The proposal by Philadelphia not-for-profit Safehouse to open the first supervised injection facility in the United States has hit a roadblock after a U.S. Circuit Court of Appeals ruled, 2-1, that doing so would violate federal law.

In the court’s majority opinion, the judges ruling against Safehouse wrote that although they recognized the organization’s motivations as admirable, “Congress has made it a crime to open a property to others to use drugs. 21 U.S.C. § 856. And that is what Safehouse will do.”

Safehouse, which offers a range of overdose prevention services, sought to open a site that would include rooms for the consumption of illegal opioids under the supervision of medical staff who are prepared to administer overdose reversal medication if necessary. According to the Drug Policy Alliance, there are currently about 120 supervised injection facilities operating in 10 other countries around the world. While there are no legal SIFs in the United States, data released in April 2019 suggests that a rogue site has been operating in the U.S. since 2014.

◆ **Dataset**:
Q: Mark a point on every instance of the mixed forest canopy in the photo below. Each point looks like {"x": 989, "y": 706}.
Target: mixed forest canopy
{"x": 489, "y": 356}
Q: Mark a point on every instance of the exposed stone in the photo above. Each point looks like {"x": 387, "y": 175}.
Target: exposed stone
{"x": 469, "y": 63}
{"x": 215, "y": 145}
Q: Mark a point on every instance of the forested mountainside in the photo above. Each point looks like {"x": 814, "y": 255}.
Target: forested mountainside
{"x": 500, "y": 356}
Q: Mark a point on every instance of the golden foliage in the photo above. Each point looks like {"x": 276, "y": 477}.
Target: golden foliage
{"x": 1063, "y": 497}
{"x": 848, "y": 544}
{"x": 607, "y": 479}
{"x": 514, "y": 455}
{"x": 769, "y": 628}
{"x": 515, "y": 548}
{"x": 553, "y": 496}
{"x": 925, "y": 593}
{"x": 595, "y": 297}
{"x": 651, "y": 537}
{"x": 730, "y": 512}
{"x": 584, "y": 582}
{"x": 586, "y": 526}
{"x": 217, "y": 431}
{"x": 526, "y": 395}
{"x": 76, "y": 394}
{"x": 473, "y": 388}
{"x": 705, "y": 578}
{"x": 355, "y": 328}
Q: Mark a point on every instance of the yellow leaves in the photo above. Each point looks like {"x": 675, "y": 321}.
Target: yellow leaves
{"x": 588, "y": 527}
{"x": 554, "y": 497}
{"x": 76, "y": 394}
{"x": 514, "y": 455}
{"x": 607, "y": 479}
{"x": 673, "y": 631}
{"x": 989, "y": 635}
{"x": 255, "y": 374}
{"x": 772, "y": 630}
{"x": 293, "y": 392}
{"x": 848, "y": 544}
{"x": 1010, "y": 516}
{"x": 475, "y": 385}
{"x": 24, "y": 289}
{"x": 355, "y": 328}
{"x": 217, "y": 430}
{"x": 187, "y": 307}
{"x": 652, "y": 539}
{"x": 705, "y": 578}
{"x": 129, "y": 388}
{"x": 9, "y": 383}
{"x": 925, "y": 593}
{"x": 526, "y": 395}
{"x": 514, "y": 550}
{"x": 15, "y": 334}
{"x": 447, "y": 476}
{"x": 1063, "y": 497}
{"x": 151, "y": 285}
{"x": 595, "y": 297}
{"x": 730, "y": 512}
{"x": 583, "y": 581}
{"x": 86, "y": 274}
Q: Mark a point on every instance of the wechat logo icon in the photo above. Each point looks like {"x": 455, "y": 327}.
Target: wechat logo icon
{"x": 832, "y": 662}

◆ **Activity**:
List every organization or government body named in the passage about the Safehouse supervised injection site.

◆ **Task solution**:
Safehouse
U.S. Circuit Court of Appeals
Congress
Drug Policy Alliance